• [PROBLEM DESCRIPTION]: Lay out these lines as a Markdown table with the columns Row and Line, numbering each line and leaving out blank ones.

• [DATA SUPPLIED]:
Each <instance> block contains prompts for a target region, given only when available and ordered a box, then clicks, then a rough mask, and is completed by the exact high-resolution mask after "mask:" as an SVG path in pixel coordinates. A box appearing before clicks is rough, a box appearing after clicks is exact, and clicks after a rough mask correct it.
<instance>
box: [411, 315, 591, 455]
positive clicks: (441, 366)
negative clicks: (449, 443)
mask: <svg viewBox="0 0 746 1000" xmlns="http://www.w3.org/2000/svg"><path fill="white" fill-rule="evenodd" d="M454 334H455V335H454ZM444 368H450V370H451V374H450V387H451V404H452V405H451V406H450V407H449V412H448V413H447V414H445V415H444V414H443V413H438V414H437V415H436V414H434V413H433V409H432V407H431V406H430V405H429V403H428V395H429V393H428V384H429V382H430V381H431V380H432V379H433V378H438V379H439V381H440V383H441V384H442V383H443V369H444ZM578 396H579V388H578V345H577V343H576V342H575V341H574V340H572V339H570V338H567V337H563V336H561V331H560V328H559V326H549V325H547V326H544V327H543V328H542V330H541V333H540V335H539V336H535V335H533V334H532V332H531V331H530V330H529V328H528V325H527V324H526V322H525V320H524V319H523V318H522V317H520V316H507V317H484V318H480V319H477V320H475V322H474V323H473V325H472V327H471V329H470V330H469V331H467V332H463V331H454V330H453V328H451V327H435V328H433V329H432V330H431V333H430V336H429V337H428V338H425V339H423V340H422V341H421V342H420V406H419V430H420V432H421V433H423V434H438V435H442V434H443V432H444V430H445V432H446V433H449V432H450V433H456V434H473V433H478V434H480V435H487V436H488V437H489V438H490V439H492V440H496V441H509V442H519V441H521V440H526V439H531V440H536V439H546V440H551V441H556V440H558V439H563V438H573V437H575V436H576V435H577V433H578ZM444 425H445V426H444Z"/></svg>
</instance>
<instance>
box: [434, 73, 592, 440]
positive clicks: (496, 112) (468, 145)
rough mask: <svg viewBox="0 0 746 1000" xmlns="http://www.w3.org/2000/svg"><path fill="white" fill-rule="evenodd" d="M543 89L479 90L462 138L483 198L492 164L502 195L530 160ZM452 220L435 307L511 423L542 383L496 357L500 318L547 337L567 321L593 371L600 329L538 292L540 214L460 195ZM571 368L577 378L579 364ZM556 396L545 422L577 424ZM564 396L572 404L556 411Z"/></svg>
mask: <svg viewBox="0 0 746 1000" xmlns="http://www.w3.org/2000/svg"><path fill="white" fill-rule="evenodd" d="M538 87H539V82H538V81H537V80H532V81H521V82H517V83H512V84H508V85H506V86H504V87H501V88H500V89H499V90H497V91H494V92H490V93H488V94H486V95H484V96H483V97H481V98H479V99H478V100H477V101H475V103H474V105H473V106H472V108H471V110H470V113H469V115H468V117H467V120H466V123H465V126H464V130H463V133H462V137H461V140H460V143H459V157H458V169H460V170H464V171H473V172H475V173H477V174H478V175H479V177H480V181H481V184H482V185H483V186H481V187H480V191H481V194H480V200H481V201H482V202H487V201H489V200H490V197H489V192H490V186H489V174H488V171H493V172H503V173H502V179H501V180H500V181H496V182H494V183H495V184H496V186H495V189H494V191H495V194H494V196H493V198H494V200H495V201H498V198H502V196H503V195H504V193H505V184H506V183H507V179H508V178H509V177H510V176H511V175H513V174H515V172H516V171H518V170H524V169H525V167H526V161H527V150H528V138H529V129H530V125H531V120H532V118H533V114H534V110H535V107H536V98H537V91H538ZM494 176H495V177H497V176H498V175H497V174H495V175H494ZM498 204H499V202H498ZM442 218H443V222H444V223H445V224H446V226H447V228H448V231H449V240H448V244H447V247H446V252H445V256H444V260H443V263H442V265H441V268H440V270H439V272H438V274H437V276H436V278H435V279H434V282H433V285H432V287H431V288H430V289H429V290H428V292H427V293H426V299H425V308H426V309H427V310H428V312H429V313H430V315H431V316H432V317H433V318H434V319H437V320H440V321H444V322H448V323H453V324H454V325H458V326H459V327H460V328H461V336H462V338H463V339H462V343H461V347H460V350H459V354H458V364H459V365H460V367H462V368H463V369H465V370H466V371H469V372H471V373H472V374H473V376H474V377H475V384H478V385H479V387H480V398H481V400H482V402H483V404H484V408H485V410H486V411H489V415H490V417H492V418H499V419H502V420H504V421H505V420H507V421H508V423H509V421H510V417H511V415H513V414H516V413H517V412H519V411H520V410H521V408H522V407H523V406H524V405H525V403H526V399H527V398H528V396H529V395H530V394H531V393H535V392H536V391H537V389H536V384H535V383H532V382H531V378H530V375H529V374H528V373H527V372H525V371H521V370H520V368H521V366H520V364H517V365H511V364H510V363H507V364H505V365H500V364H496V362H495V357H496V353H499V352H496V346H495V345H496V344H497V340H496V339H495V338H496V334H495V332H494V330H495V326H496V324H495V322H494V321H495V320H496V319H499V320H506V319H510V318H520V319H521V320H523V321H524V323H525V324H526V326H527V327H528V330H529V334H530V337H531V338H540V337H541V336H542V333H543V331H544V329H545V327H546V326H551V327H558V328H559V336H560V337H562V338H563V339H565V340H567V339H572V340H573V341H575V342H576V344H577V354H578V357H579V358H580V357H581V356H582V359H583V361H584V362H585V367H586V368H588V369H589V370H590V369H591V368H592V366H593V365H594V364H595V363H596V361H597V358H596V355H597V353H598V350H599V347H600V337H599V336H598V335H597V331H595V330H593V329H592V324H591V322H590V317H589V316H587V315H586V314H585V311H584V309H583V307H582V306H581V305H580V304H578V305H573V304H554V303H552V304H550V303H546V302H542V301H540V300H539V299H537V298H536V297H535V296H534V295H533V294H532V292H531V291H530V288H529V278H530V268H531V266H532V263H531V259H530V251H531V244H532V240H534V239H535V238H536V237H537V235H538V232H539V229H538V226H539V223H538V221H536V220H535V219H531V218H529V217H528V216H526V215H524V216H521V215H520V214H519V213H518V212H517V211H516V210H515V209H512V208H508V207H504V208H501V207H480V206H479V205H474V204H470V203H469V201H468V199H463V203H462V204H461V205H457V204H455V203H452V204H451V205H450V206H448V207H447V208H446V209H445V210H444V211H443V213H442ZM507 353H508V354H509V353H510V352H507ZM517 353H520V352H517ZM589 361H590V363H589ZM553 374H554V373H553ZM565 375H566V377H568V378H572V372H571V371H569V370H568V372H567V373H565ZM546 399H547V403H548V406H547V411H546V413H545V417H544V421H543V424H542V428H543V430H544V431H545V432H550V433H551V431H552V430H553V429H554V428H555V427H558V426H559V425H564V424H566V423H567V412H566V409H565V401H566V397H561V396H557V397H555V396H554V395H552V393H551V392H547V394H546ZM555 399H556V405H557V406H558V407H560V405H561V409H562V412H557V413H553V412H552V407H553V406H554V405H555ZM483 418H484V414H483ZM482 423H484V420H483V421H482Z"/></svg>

• [RESPONSE]:
| Row | Line |
|---|---|
| 1 | Each <instance> block contains prompts for a target region, given only when available and ordered a box, then clicks, then a rough mask, and is completed by the exact high-resolution mask after "mask:" as an SVG path in pixel coordinates. A box appearing before clicks is rough, a box appearing after clicks is exact, and clicks after a rough mask correct it. |
| 2 | <instance> |
| 3 | box: [411, 315, 591, 455] |
| 4 | positive clicks: (441, 366) |
| 5 | negative clicks: (449, 443) |
| 6 | mask: <svg viewBox="0 0 746 1000" xmlns="http://www.w3.org/2000/svg"><path fill="white" fill-rule="evenodd" d="M454 334H455V335H454ZM444 368H450V370H451V374H450V387H451V404H452V405H451V406H450V407H449V412H448V413H447V414H445V415H444V414H443V413H438V414H437V415H436V414H434V413H433V409H432V407H431V406H430V405H429V403H428V395H429V393H428V384H429V382H430V381H431V380H432V379H433V378H438V379H439V381H440V383H441V384H442V383H443V369H444ZM578 396H579V388H578V345H577V343H576V342H575V341H574V340H572V339H570V338H567V337H563V336H561V331H560V328H559V326H549V325H547V326H544V327H543V328H542V330H541V333H540V335H539V336H535V335H533V334H532V332H531V331H530V330H529V328H528V325H527V324H526V322H525V320H524V319H523V318H522V317H520V316H507V317H484V318H480V319H477V320H475V322H474V323H473V325H472V327H471V329H470V330H469V331H467V332H463V331H454V330H453V328H451V327H435V328H433V329H432V330H431V333H430V336H429V337H428V338H425V339H423V340H422V341H421V342H420V406H419V430H420V432H421V433H423V434H438V435H442V434H443V432H444V430H445V432H446V433H449V432H450V433H456V434H473V433H478V434H480V435H487V436H488V437H489V438H490V439H492V440H496V441H509V442H519V441H521V440H526V439H531V440H536V439H546V440H551V441H556V440H558V439H563V438H573V437H575V436H576V435H577V433H578ZM444 425H445V426H444Z"/></svg> |
| 7 | </instance> |
| 8 | <instance> |
| 9 | box: [434, 73, 592, 440] |
| 10 | positive clicks: (496, 112) (468, 145) |
| 11 | rough mask: <svg viewBox="0 0 746 1000" xmlns="http://www.w3.org/2000/svg"><path fill="white" fill-rule="evenodd" d="M543 89L479 90L462 138L483 198L492 164L502 195L530 160ZM452 220L435 307L511 423L542 383L496 357L500 318L547 337L567 321L593 371L600 329L538 292L540 214L460 195ZM571 368L577 378L579 364ZM556 396L545 422L577 424ZM564 396L572 404L556 411Z"/></svg> |
| 12 | mask: <svg viewBox="0 0 746 1000" xmlns="http://www.w3.org/2000/svg"><path fill="white" fill-rule="evenodd" d="M538 87H539V82H538V81H537V80H532V81H521V82H517V83H512V84H508V85H506V86H504V87H501V88H500V89H499V90H497V91H494V92H490V93H488V94H486V95H484V96H483V97H481V98H479V99H478V100H477V101H475V103H474V105H473V106H472V108H471V110H470V113H469V115H468V117H467V120H466V123H465V126H464V130H463V133H462V137H461V140H460V143H459V157H458V169H460V170H464V171H473V172H475V173H477V174H478V175H479V177H480V181H481V184H482V185H483V186H481V187H480V191H481V194H480V200H481V201H482V202H487V201H489V200H490V197H489V192H490V186H489V174H488V171H493V172H503V173H502V179H501V180H500V181H496V182H494V183H495V184H496V186H495V189H494V191H495V194H494V196H493V198H494V200H495V201H498V198H502V196H503V195H504V193H505V184H506V183H507V179H508V178H509V177H510V176H511V175H513V174H515V172H516V171H518V170H524V169H525V167H526V161H527V150H528V138H529V129H530V125H531V120H532V118H533V114H534V110H535V107H536V98H537V91H538ZM494 176H495V177H497V176H498V175H497V174H495V175H494ZM498 204H499V202H498ZM442 218H443V222H444V223H445V224H446V226H447V228H448V231H449V240H448V244H447V247H446V252H445V256H444V260H443V263H442V265H441V268H440V270H439V272H438V274H437V276H436V278H435V279H434V282H433V285H432V287H431V288H430V289H429V290H428V292H427V293H426V299H425V308H426V309H427V310H428V312H429V313H430V315H431V316H432V317H433V318H434V319H437V320H440V321H444V322H448V323H453V324H454V325H458V326H459V327H460V328H461V336H462V338H463V339H462V343H461V347H460V350H459V354H458V364H459V365H460V367H462V368H463V369H465V370H466V371H469V372H471V373H472V374H473V376H474V377H475V384H478V385H479V387H480V398H481V400H482V402H483V404H484V408H485V410H486V411H489V415H490V417H492V418H499V419H502V420H504V421H505V420H507V421H508V423H509V421H510V417H511V415H513V414H516V413H517V412H519V411H520V410H521V408H522V407H523V406H524V405H525V403H526V399H527V398H528V396H529V395H530V394H531V393H535V392H536V391H537V389H536V384H535V383H532V382H531V378H530V375H529V374H528V373H527V372H525V371H521V370H520V368H521V366H520V364H517V365H511V364H510V363H507V364H505V365H500V364H496V362H495V357H496V353H499V352H496V346H495V345H496V344H497V340H496V339H495V338H496V334H495V332H494V330H495V326H496V324H495V322H494V321H495V320H496V319H499V320H506V319H510V318H520V319H521V320H523V321H524V323H525V324H526V326H527V327H528V330H529V334H530V337H531V338H540V337H541V336H542V333H543V331H544V329H545V327H546V326H551V327H558V328H559V336H560V337H562V338H563V339H565V340H567V339H572V340H573V341H575V342H576V344H577V354H578V357H579V358H580V357H581V356H582V359H583V361H584V362H585V367H586V368H588V369H589V370H590V369H591V368H592V366H593V365H594V364H595V363H596V361H597V358H596V355H597V353H598V350H599V347H600V337H599V336H598V335H597V331H595V330H593V329H592V324H591V322H590V317H589V316H587V315H586V314H585V311H584V309H583V307H582V306H581V305H580V304H578V305H573V304H554V303H552V304H550V303H546V302H542V301H540V300H539V299H537V298H536V297H535V296H534V295H533V294H532V292H531V291H530V288H529V278H530V268H531V266H532V263H531V259H530V251H531V244H532V240H534V239H535V238H536V237H537V235H538V232H539V229H538V226H539V223H538V221H536V220H535V219H531V218H529V217H528V216H526V215H524V216H521V215H520V214H519V213H518V212H517V211H516V210H515V209H512V208H508V207H504V208H501V207H480V206H479V205H474V204H470V203H469V201H468V199H463V203H462V204H461V205H457V204H455V203H452V204H451V205H450V206H448V207H447V208H446V209H445V210H444V211H443V213H442ZM507 353H508V354H509V353H510V352H507ZM517 353H520V352H517ZM589 361H590V363H589ZM553 374H554V373H553ZM565 375H566V377H568V378H572V372H571V371H569V370H568V372H567V373H565ZM546 399H547V403H548V406H547V411H546V413H545V417H544V421H543V424H542V428H543V430H544V431H545V432H550V433H551V431H552V430H553V429H554V428H555V427H558V426H559V425H564V424H566V423H567V412H566V409H565V401H566V397H561V396H557V397H555V396H554V395H552V393H551V392H547V394H546ZM555 399H556V405H557V406H558V407H560V405H561V409H562V412H557V413H553V412H552V407H553V406H554V405H555ZM483 418H484V414H483ZM482 423H484V420H483V421H482Z"/></svg> |